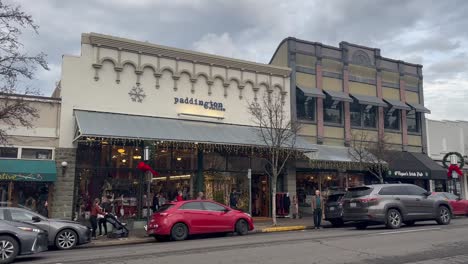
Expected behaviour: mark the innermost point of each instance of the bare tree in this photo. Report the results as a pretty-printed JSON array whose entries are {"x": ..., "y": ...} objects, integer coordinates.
[
  {"x": 372, "y": 155},
  {"x": 15, "y": 64},
  {"x": 278, "y": 133}
]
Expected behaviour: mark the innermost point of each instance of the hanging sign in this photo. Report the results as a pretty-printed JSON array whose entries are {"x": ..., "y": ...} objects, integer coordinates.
[{"x": 209, "y": 105}]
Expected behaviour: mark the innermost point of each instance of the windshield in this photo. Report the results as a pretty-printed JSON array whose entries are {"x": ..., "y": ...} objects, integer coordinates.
[
  {"x": 164, "y": 207},
  {"x": 335, "y": 197},
  {"x": 358, "y": 192}
]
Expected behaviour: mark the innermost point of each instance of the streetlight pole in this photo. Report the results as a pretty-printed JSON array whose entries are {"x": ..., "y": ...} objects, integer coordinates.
[
  {"x": 249, "y": 176},
  {"x": 149, "y": 178}
]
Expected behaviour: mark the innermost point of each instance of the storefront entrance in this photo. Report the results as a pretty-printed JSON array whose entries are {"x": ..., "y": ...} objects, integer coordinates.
[{"x": 260, "y": 195}]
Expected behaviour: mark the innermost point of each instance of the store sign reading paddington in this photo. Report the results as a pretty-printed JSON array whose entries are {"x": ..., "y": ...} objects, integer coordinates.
[
  {"x": 409, "y": 174},
  {"x": 209, "y": 105}
]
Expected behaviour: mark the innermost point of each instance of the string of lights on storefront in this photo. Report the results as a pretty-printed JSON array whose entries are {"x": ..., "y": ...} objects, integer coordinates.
[{"x": 165, "y": 146}]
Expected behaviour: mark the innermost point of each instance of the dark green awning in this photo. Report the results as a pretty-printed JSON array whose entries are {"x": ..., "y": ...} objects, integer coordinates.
[{"x": 27, "y": 170}]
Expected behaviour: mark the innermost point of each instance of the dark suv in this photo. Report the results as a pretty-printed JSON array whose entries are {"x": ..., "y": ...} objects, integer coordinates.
[
  {"x": 392, "y": 205},
  {"x": 334, "y": 208}
]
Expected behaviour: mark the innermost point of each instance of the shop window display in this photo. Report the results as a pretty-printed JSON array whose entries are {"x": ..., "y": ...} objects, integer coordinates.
[
  {"x": 33, "y": 195},
  {"x": 220, "y": 185}
]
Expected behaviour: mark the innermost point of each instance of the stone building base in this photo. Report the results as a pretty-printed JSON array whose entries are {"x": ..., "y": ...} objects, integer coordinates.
[{"x": 62, "y": 202}]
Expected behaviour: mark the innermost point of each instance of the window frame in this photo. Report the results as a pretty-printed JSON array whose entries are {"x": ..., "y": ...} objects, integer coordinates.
[
  {"x": 18, "y": 151},
  {"x": 386, "y": 110},
  {"x": 36, "y": 150},
  {"x": 303, "y": 105},
  {"x": 362, "y": 113},
  {"x": 417, "y": 118},
  {"x": 190, "y": 209},
  {"x": 326, "y": 101},
  {"x": 206, "y": 208}
]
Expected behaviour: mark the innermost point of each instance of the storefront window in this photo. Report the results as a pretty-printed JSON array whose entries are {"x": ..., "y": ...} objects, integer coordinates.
[
  {"x": 238, "y": 163},
  {"x": 305, "y": 107},
  {"x": 363, "y": 116},
  {"x": 184, "y": 159},
  {"x": 28, "y": 153},
  {"x": 220, "y": 185},
  {"x": 355, "y": 112},
  {"x": 332, "y": 111},
  {"x": 413, "y": 121},
  {"x": 308, "y": 182},
  {"x": 214, "y": 161},
  {"x": 11, "y": 153},
  {"x": 392, "y": 119},
  {"x": 33, "y": 195}
]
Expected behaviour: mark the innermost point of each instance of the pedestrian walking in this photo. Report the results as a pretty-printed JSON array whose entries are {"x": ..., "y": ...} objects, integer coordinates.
[
  {"x": 317, "y": 208},
  {"x": 95, "y": 210},
  {"x": 200, "y": 196},
  {"x": 105, "y": 207},
  {"x": 179, "y": 197},
  {"x": 295, "y": 208},
  {"x": 233, "y": 198}
]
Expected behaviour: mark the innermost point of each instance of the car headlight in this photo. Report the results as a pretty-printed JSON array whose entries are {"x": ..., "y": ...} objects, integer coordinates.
[{"x": 29, "y": 229}]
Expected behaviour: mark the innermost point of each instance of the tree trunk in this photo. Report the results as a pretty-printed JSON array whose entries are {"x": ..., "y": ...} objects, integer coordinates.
[{"x": 273, "y": 202}]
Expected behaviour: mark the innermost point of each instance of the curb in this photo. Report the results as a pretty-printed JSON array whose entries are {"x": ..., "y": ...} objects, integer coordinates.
[
  {"x": 119, "y": 242},
  {"x": 283, "y": 229},
  {"x": 143, "y": 240}
]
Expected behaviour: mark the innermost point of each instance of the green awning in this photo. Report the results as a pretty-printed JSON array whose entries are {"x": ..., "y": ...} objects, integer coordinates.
[{"x": 27, "y": 170}]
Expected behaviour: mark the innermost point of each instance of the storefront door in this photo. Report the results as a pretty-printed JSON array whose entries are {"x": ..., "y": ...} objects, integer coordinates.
[
  {"x": 4, "y": 197},
  {"x": 260, "y": 195}
]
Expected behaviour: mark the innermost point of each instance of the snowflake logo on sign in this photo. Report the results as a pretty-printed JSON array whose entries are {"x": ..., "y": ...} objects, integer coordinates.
[{"x": 137, "y": 94}]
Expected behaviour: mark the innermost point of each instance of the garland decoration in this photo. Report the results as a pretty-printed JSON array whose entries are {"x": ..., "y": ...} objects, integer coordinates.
[{"x": 453, "y": 167}]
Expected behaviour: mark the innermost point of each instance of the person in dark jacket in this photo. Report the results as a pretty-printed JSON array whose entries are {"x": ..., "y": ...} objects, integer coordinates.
[
  {"x": 233, "y": 198},
  {"x": 155, "y": 202},
  {"x": 287, "y": 204},
  {"x": 317, "y": 208}
]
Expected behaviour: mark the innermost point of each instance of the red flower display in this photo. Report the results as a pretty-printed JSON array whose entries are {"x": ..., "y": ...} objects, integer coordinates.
[
  {"x": 145, "y": 167},
  {"x": 452, "y": 168}
]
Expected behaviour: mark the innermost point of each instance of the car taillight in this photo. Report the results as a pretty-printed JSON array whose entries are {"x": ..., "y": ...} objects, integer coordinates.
[{"x": 368, "y": 200}]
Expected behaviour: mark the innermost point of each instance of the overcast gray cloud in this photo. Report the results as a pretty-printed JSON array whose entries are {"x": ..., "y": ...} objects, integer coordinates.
[{"x": 429, "y": 32}]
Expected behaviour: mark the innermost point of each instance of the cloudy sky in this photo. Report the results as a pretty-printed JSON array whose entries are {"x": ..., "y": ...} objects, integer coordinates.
[{"x": 431, "y": 33}]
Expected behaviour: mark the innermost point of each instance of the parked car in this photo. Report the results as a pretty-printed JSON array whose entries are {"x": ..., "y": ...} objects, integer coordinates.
[
  {"x": 334, "y": 208},
  {"x": 393, "y": 205},
  {"x": 18, "y": 238},
  {"x": 63, "y": 234},
  {"x": 178, "y": 220},
  {"x": 459, "y": 206}
]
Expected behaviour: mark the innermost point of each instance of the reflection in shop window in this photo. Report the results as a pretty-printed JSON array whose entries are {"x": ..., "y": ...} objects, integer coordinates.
[
  {"x": 29, "y": 153},
  {"x": 214, "y": 161},
  {"x": 219, "y": 185},
  {"x": 6, "y": 152}
]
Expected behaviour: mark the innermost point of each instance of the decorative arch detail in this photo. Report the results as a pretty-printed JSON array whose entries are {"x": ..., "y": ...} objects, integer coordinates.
[
  {"x": 361, "y": 58},
  {"x": 175, "y": 74}
]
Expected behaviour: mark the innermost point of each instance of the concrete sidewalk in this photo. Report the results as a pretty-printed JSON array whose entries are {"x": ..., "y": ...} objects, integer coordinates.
[{"x": 262, "y": 225}]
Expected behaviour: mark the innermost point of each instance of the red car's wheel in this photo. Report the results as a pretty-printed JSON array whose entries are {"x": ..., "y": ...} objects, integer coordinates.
[
  {"x": 179, "y": 232},
  {"x": 242, "y": 228}
]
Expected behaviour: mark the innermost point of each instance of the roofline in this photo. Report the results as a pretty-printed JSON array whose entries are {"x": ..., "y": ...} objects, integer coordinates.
[
  {"x": 27, "y": 96},
  {"x": 102, "y": 40},
  {"x": 339, "y": 49}
]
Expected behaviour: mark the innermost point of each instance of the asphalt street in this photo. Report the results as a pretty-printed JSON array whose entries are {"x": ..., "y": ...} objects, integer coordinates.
[{"x": 424, "y": 243}]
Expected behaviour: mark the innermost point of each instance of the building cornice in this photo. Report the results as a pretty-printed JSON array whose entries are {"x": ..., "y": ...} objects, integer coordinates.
[{"x": 117, "y": 43}]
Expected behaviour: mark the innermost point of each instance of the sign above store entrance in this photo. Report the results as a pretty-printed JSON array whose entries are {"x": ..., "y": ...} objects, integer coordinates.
[
  {"x": 408, "y": 174},
  {"x": 209, "y": 105}
]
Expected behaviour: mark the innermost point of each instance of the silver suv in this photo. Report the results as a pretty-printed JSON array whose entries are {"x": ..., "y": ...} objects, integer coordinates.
[{"x": 392, "y": 205}]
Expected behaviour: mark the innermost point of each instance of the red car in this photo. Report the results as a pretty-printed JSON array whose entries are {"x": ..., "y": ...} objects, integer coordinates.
[
  {"x": 178, "y": 220},
  {"x": 459, "y": 206}
]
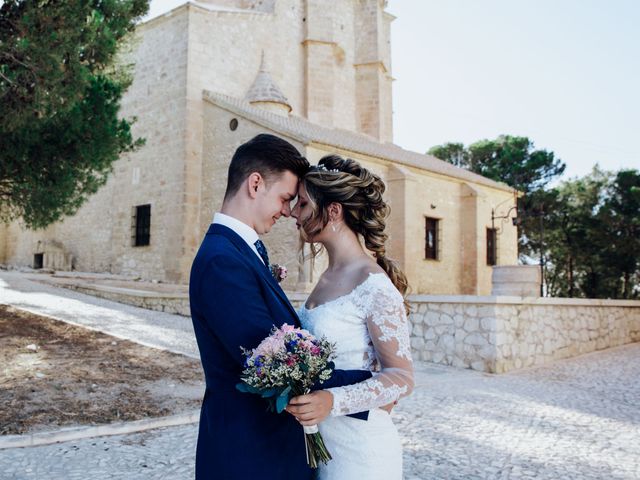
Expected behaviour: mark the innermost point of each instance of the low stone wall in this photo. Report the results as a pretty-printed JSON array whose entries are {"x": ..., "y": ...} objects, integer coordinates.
[
  {"x": 178, "y": 304},
  {"x": 498, "y": 334},
  {"x": 493, "y": 334}
]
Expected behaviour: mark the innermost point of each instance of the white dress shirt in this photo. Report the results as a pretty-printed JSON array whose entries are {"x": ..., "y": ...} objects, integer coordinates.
[{"x": 247, "y": 233}]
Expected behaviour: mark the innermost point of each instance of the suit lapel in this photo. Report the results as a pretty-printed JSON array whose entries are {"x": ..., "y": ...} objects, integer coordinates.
[{"x": 255, "y": 262}]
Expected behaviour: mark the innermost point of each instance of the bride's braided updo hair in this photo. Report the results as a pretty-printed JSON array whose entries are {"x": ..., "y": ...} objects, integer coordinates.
[{"x": 345, "y": 181}]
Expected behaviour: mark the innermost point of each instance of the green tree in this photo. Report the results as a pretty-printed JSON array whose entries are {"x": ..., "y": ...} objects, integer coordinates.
[
  {"x": 508, "y": 159},
  {"x": 620, "y": 218},
  {"x": 60, "y": 88},
  {"x": 573, "y": 239},
  {"x": 516, "y": 162},
  {"x": 593, "y": 236}
]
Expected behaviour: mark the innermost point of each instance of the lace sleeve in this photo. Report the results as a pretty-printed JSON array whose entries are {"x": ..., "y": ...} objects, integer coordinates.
[{"x": 387, "y": 323}]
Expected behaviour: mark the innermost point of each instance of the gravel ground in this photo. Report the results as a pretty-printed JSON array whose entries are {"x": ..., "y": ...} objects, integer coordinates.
[{"x": 574, "y": 419}]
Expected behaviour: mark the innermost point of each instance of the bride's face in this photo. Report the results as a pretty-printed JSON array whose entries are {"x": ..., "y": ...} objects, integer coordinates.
[{"x": 302, "y": 212}]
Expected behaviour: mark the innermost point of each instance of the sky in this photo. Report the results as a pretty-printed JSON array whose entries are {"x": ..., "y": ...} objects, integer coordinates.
[{"x": 565, "y": 73}]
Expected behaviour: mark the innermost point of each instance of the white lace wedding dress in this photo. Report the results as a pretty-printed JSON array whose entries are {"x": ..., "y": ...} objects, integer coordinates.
[{"x": 369, "y": 327}]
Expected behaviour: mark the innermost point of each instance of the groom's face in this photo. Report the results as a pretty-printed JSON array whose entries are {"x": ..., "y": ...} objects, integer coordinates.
[{"x": 274, "y": 200}]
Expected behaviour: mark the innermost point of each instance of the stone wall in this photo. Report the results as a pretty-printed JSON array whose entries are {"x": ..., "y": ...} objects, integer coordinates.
[{"x": 499, "y": 334}]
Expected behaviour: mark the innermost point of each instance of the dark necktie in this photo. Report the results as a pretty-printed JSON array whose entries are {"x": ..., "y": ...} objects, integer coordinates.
[{"x": 262, "y": 250}]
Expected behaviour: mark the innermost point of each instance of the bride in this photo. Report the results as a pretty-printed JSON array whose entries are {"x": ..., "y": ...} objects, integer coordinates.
[{"x": 358, "y": 305}]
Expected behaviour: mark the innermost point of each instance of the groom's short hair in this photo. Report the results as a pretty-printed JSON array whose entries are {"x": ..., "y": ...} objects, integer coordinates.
[{"x": 266, "y": 154}]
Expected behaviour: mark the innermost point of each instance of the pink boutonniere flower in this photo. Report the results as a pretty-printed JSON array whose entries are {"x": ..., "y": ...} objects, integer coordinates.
[{"x": 279, "y": 272}]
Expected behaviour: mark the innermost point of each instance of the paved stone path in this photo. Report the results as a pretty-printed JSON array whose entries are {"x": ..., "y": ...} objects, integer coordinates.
[{"x": 576, "y": 419}]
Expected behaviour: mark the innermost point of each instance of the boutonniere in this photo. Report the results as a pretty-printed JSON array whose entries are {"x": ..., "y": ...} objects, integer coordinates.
[{"x": 279, "y": 272}]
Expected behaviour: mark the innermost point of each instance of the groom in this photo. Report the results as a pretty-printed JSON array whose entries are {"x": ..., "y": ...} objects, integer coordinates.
[{"x": 235, "y": 302}]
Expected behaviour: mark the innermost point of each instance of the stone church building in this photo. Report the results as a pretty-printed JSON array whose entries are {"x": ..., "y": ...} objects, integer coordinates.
[{"x": 210, "y": 75}]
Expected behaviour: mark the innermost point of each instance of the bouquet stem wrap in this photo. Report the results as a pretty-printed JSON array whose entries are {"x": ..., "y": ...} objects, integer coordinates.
[{"x": 286, "y": 364}]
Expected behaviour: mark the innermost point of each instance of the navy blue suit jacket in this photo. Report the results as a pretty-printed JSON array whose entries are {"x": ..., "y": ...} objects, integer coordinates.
[{"x": 235, "y": 302}]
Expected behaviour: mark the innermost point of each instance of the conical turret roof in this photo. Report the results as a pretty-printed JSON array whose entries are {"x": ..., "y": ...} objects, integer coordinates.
[{"x": 265, "y": 90}]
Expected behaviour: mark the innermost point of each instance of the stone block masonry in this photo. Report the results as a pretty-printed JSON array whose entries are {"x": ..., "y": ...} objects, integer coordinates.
[{"x": 499, "y": 334}]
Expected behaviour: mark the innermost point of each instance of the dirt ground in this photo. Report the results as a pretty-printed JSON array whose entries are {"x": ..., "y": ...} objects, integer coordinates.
[{"x": 53, "y": 374}]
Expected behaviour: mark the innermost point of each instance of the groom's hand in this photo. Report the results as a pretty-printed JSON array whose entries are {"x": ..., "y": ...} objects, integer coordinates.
[{"x": 311, "y": 409}]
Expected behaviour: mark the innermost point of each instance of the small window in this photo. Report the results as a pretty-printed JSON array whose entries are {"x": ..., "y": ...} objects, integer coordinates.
[
  {"x": 431, "y": 239},
  {"x": 492, "y": 253},
  {"x": 141, "y": 225}
]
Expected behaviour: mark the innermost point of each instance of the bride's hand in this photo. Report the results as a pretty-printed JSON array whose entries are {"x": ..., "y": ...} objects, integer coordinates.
[
  {"x": 311, "y": 409},
  {"x": 389, "y": 407}
]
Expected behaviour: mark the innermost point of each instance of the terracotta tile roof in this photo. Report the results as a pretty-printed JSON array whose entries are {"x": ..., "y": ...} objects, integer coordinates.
[{"x": 307, "y": 133}]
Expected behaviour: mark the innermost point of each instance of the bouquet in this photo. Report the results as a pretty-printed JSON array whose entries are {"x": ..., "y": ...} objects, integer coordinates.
[{"x": 286, "y": 364}]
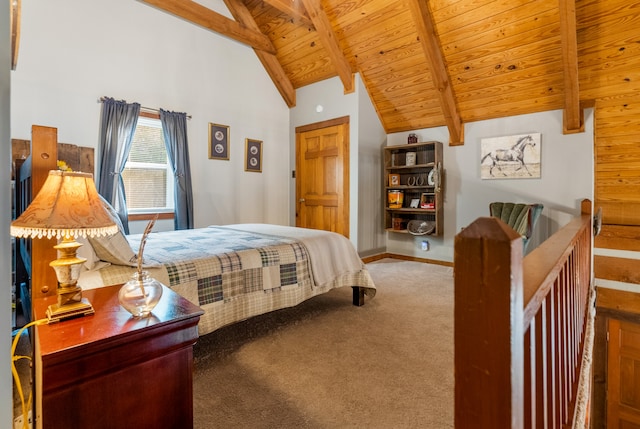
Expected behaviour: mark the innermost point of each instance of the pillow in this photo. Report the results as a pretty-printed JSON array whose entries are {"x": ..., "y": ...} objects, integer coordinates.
[
  {"x": 114, "y": 248},
  {"x": 86, "y": 251}
]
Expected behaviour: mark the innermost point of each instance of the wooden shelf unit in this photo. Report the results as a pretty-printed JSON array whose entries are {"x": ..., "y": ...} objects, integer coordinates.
[{"x": 414, "y": 182}]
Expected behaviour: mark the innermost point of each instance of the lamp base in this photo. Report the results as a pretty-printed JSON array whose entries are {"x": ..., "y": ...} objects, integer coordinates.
[{"x": 57, "y": 312}]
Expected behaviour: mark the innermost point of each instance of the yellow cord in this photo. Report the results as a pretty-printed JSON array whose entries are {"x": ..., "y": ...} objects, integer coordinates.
[{"x": 14, "y": 371}]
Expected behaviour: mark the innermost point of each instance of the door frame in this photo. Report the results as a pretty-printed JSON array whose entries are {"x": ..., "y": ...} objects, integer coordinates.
[{"x": 342, "y": 120}]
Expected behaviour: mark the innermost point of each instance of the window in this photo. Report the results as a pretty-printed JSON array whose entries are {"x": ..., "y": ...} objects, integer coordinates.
[{"x": 147, "y": 175}]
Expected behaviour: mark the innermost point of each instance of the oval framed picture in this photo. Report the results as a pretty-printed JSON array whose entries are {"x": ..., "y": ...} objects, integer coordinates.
[{"x": 253, "y": 155}]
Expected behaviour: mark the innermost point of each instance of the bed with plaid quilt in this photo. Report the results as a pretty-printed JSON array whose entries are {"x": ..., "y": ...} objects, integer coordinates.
[{"x": 235, "y": 272}]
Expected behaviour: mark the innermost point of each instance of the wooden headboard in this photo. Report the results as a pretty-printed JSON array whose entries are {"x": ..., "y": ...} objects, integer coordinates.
[{"x": 41, "y": 156}]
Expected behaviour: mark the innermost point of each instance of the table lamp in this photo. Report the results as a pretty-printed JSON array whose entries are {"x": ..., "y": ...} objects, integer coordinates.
[{"x": 66, "y": 207}]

GIVEN TASK -
Output only the lines running from the line with "of the door" through the final line of the data, inclusive.

EXPECTED ANSWER -
Expected behaviour: mark the innermost point of each instance of the door frame in this photo. Report the results as a pretty-printed JSON array whose entries are {"x": ..., "y": ...} objects, integer coordinates.
[{"x": 342, "y": 120}]
Expected behaviour: mark the innermost point of each instance of the window in this photo. Report the results as a pretty-printed JSON array whose entries are {"x": ..., "y": ...} objects, integer coordinates.
[{"x": 147, "y": 175}]
Expected behaviour: mark the innermost point of each instance of the oval framed picture in this photo. Report the results as a pretty-printed JSON array whose entries are {"x": ..., "y": ...} objects, integer coordinates.
[{"x": 253, "y": 155}]
Expected behaviour: mark the innermost point of each instance of the bed with plaid quilt in this photo. Report the results as a pretty-printed JSON array whose entries are {"x": ..., "y": ...} objects, integer coordinates.
[{"x": 235, "y": 272}]
Expected behaviour: mark the innermost point of each instance of the wooden headboard in this photo. Report the results as a pretty-printed JSON array whose entries are {"x": ..., "y": ...} objects, integer coordinates.
[{"x": 41, "y": 156}]
Expected behaviour: mark the innermost point of each instance of the table lamp in this photo. Report the results as a pretty-printed JSON array whose entries are {"x": ..., "y": ...} objects, integer coordinates.
[{"x": 66, "y": 207}]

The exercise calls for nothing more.